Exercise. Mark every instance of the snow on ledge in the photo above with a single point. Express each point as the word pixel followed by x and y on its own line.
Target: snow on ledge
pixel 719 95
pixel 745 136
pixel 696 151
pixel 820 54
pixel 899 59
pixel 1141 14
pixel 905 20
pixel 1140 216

------------------------------------------------

### ACTIVITY
Your answer must be the full set of entries, copied exactly.

### FINISHED TASK
Exercise. Mark every instance of the snow on ledge in the photo above with a single point. Express each point as the word pixel followed by x and y on its own line.
Target: snow on ledge
pixel 719 95
pixel 745 136
pixel 696 151
pixel 820 54
pixel 899 59
pixel 1141 14
pixel 905 20
pixel 1140 216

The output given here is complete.